Kegelisahan ini coba direspon pendidikan alternatif. Menerapkan metode yang menjembatani pengetahuan dengan realita kehidupan. Interaksi pendidik dan peserta didik ialah subjek-subjek dalam proses dialektika (diskusi) dengan realita sebagai objeknya. Pendidik lebih difungsikan sebagai fasilitator. Peserta didik dirangsang lebih pro aktif dalam proses pembelajaran. Dituntun untuk menemukan potensi masing-masing dan mendinamisasikannya. Konsep dialektika yang sehat. Dengan menjadi subyek pembelajaran, ruang pengembangan kapasitas terbuka lebar.

Misalkan, penerapan langsung rumus-rumus fisika, matematika dan lainnya terhadap benda-benda di sekitar lingkungan dan hidup mereka. Hal tersebut juga berlaku dengan mata pelajaran lainnya. Menciptakan suasana belajar yang kondusif, menyenangkan. Bukankah dengan cara demikian proses belajar mengajar lebih mudah untuk diserap. Selain itu bagaimana mendesain proses pembelajaran menjadi media refleksi terhadap kehidupan sehari-hari dan diri pribadi.

----

## Uraian Tugas
Lanjutkan teks tentang pendidikan alternatif di atas, dimulai tepat setelah kalimat terakhirnya.

----

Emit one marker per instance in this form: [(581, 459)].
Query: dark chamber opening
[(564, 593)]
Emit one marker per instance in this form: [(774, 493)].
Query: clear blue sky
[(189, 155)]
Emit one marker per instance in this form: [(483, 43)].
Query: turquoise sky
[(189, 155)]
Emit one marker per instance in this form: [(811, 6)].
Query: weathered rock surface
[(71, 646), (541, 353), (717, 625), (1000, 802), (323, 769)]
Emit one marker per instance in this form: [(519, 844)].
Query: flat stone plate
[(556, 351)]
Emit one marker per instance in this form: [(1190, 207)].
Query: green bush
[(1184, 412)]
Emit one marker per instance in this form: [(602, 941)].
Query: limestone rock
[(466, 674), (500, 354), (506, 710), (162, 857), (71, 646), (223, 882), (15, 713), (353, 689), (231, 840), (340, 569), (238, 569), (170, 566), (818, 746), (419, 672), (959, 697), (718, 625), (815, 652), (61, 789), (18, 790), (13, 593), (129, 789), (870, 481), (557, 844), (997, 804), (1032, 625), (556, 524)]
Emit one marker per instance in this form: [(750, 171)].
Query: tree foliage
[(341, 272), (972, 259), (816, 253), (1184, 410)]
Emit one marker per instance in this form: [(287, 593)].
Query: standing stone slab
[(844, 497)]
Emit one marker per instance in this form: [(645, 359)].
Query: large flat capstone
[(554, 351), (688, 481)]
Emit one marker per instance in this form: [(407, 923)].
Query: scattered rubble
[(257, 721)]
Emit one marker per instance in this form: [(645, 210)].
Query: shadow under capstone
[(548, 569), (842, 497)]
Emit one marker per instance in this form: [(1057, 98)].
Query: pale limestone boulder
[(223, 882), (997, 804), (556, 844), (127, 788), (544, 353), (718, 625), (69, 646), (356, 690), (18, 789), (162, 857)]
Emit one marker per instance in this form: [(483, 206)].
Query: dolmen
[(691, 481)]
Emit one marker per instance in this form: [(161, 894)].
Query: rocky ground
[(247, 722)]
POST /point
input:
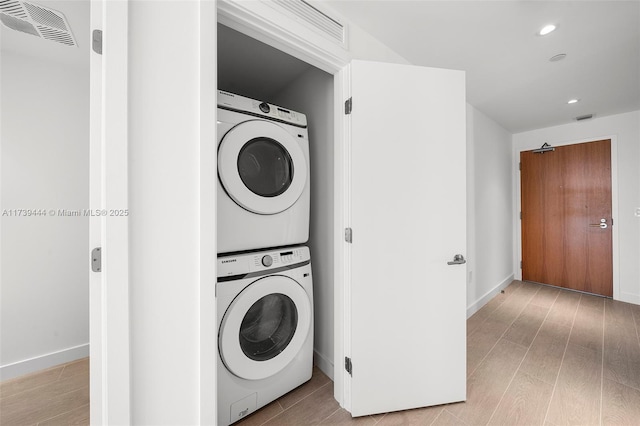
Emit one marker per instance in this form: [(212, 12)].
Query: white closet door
[(408, 215)]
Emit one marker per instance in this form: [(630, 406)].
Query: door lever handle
[(602, 224), (458, 259), (598, 225)]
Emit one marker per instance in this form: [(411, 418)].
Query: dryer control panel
[(261, 261), (239, 103)]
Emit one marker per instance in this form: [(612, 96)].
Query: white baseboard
[(324, 364), (475, 307), (630, 298), (43, 362)]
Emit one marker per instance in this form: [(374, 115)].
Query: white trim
[(614, 205), (323, 363), (208, 171), (341, 261), (109, 293), (266, 24), (475, 307), (43, 362)]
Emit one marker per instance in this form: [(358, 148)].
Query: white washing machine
[(265, 328), (263, 175)]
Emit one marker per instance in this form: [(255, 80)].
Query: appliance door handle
[(458, 259)]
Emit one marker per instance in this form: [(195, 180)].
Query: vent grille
[(318, 20), (13, 8), (36, 20)]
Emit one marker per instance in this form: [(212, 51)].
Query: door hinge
[(96, 259), (348, 366), (348, 106), (97, 41)]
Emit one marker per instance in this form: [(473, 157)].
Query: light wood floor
[(56, 396), (536, 356)]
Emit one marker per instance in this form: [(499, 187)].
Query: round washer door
[(262, 167), (265, 327)]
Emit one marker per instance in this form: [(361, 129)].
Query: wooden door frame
[(614, 204)]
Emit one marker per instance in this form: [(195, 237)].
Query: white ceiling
[(509, 75), (77, 14)]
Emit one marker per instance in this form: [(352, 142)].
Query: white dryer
[(265, 328), (263, 175)]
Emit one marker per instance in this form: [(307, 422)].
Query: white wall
[(490, 209), (44, 301), (625, 129), (312, 93)]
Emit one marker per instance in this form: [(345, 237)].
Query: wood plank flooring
[(56, 396), (536, 355)]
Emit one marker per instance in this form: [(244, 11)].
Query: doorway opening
[(567, 217)]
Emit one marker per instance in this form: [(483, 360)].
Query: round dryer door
[(265, 327), (262, 167)]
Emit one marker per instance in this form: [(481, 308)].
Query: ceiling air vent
[(314, 18), (36, 20)]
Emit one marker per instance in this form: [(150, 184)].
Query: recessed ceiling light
[(558, 57), (547, 29)]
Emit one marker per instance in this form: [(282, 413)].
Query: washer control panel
[(263, 109), (261, 261)]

----

## Hasil
Penyelenggaraan pendidikan alternatif berusaha sedapat mungkin menjadi wadah yang akrab bagi kelompok-kelompok masyarakat yang secara geografis terisolir, marginal dan masyarakat miskin yang tidak dapat diakomodasi sekolah-sekolah formal. Beberapa yang sudah ada diantaranya, komunitas pinggir kali, komunitas anak jalanan, sekolah anak rakyat, sanggar anak dan masih banyak lagi. Di kalangan ekonomi menengah ke atas mucul gerakan homeschooling.

Pendidikan benar-benar diupayakan memberikan bekal bagi warga belajar untuk mengkaji apalagi menyelesaikan masalah yang dihadapinya. Sehingga mereka terbiasa mandiri dan kreatif menganalisis dan memecahkan permasalahan. Dalam kasus semacam ini, pendidikan tidak berpijak pada lantai yang semu. Pendidikan bercermin dari problematika kehidupan sehari-hari. Pendidikan demokratis, hadap-masalah.

Sekolah-sekolah alternatif diharapkan mengambil peran oposan aktif menembus kebekuan dan status quo dalam sistem pendidikan nasional. Ketika sekolah-sekolah formal (negeri dan swasta) berada dalam lingkaran hegemoni negara dan tidak berdaya untuk mengakhiri gejala dehumanisasi dalam pendidikan dan saat lembaga-lembaga pelatihan nonformal (kursus dan lembaga bimbingan belajar) ikut terseret industrialisasi dan komodifikasi ilmu pengetahuan dan keterampilan.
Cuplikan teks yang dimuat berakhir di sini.